*Required task*.
Beginning at the line containing "For every instance of the iced" and continuing to the end of the records below, give each line again exactly as it stands, and only those lines.

+ + + + +

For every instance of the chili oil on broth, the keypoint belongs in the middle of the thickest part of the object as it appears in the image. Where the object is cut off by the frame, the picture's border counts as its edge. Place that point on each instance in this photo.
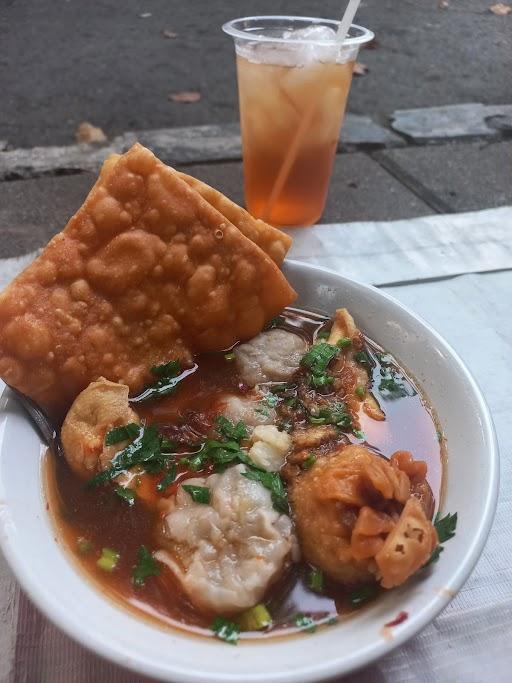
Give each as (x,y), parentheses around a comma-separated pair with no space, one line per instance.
(101,517)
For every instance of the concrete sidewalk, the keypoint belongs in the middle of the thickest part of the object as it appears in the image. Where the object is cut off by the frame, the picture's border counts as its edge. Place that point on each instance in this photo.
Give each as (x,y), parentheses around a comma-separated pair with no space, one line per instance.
(379,174)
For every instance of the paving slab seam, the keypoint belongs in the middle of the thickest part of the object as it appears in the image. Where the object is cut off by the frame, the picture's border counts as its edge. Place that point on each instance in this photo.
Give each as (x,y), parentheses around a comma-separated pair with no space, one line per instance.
(412,184)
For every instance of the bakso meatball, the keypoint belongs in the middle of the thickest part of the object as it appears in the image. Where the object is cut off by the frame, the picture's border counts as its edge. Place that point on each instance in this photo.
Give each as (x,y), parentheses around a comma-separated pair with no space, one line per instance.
(272,356)
(356,520)
(225,552)
(96,410)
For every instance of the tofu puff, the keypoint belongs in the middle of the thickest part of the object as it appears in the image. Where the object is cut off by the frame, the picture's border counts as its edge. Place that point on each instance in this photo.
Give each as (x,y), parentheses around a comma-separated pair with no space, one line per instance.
(357,518)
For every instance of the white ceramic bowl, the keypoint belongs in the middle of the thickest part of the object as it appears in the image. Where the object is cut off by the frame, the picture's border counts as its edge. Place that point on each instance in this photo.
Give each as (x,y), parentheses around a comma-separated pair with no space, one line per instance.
(56,587)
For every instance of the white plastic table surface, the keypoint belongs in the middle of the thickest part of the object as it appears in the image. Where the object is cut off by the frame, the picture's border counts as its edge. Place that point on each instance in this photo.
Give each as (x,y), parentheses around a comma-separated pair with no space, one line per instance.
(455,271)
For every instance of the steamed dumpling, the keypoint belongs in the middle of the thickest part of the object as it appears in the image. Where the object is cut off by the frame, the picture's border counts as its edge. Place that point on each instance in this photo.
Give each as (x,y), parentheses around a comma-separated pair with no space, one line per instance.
(226,554)
(272,356)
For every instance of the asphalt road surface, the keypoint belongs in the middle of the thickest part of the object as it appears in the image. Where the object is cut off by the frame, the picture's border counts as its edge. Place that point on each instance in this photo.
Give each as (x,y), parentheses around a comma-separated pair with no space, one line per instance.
(66,61)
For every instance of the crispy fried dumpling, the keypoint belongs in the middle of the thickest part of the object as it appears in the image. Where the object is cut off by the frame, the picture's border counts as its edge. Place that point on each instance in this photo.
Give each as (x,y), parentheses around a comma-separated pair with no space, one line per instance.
(272,356)
(356,519)
(225,554)
(96,410)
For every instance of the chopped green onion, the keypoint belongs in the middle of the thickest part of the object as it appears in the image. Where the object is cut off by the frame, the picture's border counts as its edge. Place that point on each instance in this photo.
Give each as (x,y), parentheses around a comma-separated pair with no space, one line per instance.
(108,559)
(167,479)
(167,445)
(316,580)
(84,545)
(445,527)
(129,431)
(309,462)
(363,594)
(273,482)
(145,567)
(144,448)
(226,630)
(304,623)
(199,494)
(125,494)
(255,619)
(271,400)
(230,430)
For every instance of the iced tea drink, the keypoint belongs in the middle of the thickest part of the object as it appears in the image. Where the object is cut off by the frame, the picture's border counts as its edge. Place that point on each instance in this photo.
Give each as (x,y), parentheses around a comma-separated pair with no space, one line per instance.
(293,82)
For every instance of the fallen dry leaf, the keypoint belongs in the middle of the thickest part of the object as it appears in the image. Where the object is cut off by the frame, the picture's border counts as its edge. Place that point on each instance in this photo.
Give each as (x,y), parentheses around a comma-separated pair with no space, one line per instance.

+ + + + +

*Result*.
For every instance of the iced tea drink, the keypoint belongs in the middle of the thickest part of the object as it appears in the image. Where the object is cut off by the frame, the picture's border counts as its edge. Place that point on each instance in this photo.
Give each as (x,y), parentheses around a comma-separated pair with no space, one line per instance.
(293,82)
For every instance of the fallen dry leaf, the keypoint belongs in the middle of the thickest part of the object as it appears in the image. Where the object is cut off by the frame, the picture's border counts as its edge. Place that point on each instance in this photo.
Give each as (x,y), parentheses around a comma-separated pair with no space, one line per instance.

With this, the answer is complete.